■ Arbeitsauftrag 1:
Beantworte diese Fragen zum Text über die Börsengänge:
(a) Welche Zuteilungsquote wurde beim Börsengang von Sunline festgelegt?
(b) Wie hoch war der Ausgabepreis je Sunline-Aktie?
(c) Wie viele Aktien bekäme ein Anleger, der 1000 Stück gezeichnet hatte?
■ Arbeitsauftrag 2: Fasse den Text über die Börsengänge in zwei Sätzen zusammen.
■ Arbeitsauftrag 3: Schreib den Text über die Börsengänge nach seinem letzten Satz weiter.

■ Lesetext:

****************************************

19. Oktober 2005 Die jüngste Welle von Börsengängen treibt seltsame Blüten: Nicht wenige Anleger sind über Nacht zu Besitzern einer recht überschaubaren Anzahl von Aktien geworden. Am vergangenen Freitag wurde beispielsweise für die Börseneinführung des Solarwertes Sunline eine Zuteilungsquote von 1,38 Prozent festgelegt. Hatte also ein Anleger 100 Aktien gezeichnet, bekäme er demnach eine Aktie. Bei 1000 wären es immerhin 13 Titel. Mit dem Ausgabepreis von 5,30 Euro je Aktie entspricht dies einem Wert von 68,90 Euro. Zuzüglich der Gebühren für den Bezug und einen möglichen Verkauf bringt das dem frischgebackenen Aktionär trotz eventueller Kursgewinne nicht mehr viel - oder sogar ein Minus.

****************************************

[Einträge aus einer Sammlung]
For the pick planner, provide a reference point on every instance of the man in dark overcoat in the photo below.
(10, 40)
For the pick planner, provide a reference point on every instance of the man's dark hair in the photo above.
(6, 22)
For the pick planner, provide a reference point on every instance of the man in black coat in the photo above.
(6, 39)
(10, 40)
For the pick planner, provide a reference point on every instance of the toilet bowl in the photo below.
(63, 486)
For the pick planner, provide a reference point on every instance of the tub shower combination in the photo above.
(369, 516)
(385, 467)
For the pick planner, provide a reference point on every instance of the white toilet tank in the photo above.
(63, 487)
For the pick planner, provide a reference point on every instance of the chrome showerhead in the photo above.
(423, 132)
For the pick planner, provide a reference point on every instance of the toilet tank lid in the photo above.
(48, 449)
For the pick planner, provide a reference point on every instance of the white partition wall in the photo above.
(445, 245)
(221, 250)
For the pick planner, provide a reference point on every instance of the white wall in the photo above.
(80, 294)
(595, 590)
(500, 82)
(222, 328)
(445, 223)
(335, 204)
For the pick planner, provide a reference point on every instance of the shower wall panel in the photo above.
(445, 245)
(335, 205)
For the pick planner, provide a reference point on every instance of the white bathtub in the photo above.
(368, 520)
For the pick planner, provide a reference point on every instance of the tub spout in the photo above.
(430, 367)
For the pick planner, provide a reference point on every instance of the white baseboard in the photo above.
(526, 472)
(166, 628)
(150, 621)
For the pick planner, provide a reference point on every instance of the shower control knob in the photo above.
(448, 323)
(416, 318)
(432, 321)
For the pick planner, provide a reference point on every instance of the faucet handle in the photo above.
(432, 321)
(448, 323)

****************************************

■ Deine Antwort 1:
(a) 1,38 Prozent
(b) 5,30 Euro
(c) 13 Aktien

■ Deine Antwort 2: Bei der jüngsten Welle von Börsengängen sind viele Anleger nur an sehr wenige Aktien gekommen, beim Solarwert Sunline etwa galt eine Zuteilungsquote von 1,38 Prozent. Wer 1000 Aktien gezeichnet hatte, bekäme 13 Stück im Wert von 68,90 Euro, was nach Abzug der Gebühren kaum etwas oder sogar ein Minus bringt.

■ Deine Antwort 3:
Zahlreiche Anleger zeigten sich daher empört über solch geringe Zuteilungen. Der Onlinebroker Comdirect hat nun auf diese Kritik reagiert und verkündet, alle im Zusammenhang mit der Zeichnung von Sunline entstandenen Orderprovisionen zu erstatten. Zudem verzichte man bis zu einem Verkaufserlös von 25 Euro auf die Auftragsgebühr. Konkurrent Cortal Consors hat versucht, diesem Dilemma im Vorfeld zu entkommen. Hier wurden Pakete zu jeweils 200 Aktien unter den Interessenten verlost. Man sei lediglich der Empfehlung der Baader Wertpapierhandelsbank - sie begleitet den Börsengang - und des Emittenten gefolgt, heißt es bei Comdirect. Allerdings sei diese Art der Zuteilung eher selten; normalerweise würden die Kriterien klarer formuliert.
Große Nachfrage nach Solaraktien
Die Nachfrage nach den Börsengängern aus dem Solarbereich wie Sunline ist derzeit groß. Franz-Josef Leven vom Deutschen Aktieninstitut zeigt sich daher auch etwas besorgt über diese wiedererwachte Begeisterung der Anleger. Positiv sei jedoch, daß der Aufschwung nicht die gesamte Marktbreite erfasse. Die Aktienemission von Sunline sei 37fach überzeichnet gewesen, sagt Ulrich Drumm von der Baader Wertpapierhandelsbank. 80 Prozent der insgesamt 1,7 Millionen Aktien gingen an institutionelle Investoren und 20 Prozent an Privatanleger.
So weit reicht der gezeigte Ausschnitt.